Items stored from a collection:
========================
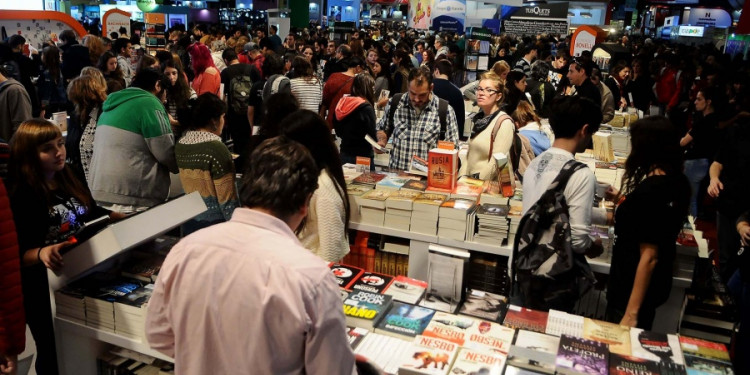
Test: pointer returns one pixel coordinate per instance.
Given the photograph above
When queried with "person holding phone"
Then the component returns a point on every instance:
(50, 203)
========================
WHAT TO WORK ON:
Copy every line of the items above word for word, leaving out the pictures.

RESPONSE TO THE EXERCISE:
Test: pointer returns one pixel coordinate per instance.
Given the photograph above
When queried with "person holding phone"
Then the component returns a point on every instance:
(50, 203)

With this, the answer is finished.